New Zealand politician

Frederic Jones (1832 – 8 September 1890) was a New Zealand politician. Originally from England, he settled in the colony in 1863 for health reasons.

==Early life==

Jones was the third son of John Humphreys Jones, from the Shropshire region in England. He received his education from the Reverend G. Wharton, vicar of Kinver, and learned the trades of architecture and surveyor. He was employed by the architecture firm Haslam and Butler in London.

In January 1863, Jones arrived in Lyttelton with his brother T. D. Jones on the Chariot of Fame. His second brother, John Humphreys, remained in Dalston, London. The main reason for emigration was to improve his health by a change of climate.

Jones was for several years employed in the office of the builder Jenkins, and he worked in the office of Messrs W. Montgomery and Co after that. Jenkins, Jones and a Mr Innes started a flax mill in Kaiapoi, but the business failed. The site was later occupied by the Kaiapoi Woollen Manufacturing Company.

==Political career==

Jones held numerous offices in local government, and was later described as the foremost expert in the country on local government matters.

DATA EXCERPTS

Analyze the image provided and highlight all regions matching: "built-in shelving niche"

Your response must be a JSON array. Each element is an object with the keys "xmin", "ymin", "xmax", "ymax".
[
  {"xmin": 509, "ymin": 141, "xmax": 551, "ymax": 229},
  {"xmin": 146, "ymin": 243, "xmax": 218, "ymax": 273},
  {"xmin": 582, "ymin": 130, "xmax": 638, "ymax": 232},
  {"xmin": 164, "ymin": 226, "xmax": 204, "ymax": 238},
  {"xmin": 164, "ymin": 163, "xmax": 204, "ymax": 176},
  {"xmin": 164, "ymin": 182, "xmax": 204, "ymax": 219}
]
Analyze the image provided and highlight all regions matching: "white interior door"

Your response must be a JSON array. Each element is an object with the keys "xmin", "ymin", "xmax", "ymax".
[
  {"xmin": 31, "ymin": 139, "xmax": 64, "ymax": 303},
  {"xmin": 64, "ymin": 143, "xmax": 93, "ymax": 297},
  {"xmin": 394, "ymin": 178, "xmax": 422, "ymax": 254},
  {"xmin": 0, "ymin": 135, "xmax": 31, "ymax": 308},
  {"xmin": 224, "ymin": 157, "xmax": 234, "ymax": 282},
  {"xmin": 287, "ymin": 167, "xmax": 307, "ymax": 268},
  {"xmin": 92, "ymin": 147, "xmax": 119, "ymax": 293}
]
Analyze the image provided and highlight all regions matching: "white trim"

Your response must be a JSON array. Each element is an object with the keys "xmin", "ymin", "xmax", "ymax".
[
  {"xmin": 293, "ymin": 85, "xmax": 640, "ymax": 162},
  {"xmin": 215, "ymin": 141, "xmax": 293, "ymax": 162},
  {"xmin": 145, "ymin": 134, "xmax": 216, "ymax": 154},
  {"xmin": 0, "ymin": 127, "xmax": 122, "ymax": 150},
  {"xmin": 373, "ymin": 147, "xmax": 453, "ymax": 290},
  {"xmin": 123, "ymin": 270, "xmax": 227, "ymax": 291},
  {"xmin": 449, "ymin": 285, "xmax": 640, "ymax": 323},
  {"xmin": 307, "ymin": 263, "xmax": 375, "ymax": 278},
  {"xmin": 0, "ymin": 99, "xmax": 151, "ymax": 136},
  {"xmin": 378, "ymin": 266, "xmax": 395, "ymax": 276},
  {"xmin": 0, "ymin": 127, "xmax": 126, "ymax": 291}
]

BRIEF 1
Reproduce the part of the excerpt about Frederic Jones that begins at the words "Jones was the" and stops after the words "change of climate.".
BRIEF 2
According to the excerpt about Frederic Jones, on what ship did he arrive in Lyttelton?
BRIEF 3
Using the excerpt about Frederic Jones, explain in one to three sentences why he emigrated to New Zealand.

EXPECTED ANSWER 1
Jones was the third son of John Humphreys Jones, from the Shropshire region in England. He received his education from the Reverend G. Wharton, vicar of Kinver, and learned the trades of architecture and surveyor. He was employed by the architecture firm Haslam and Butler in London.

In January 1863, Jones arrived in Lyttelton with his brother T. D. Jones on the Chariot of Fame. His second brother, John Humphreys, remained in Dalston, London. The main reason for emigration was to improve his health by a change of climate.

EXPECTED ANSWER 2
He arrived on the Chariot of Fame.

EXPECTED ANSWER 3
Jones emigrated mainly to improve his health through a change of climate. He arrived in Lyttelton in January 1863 and settled in the colony.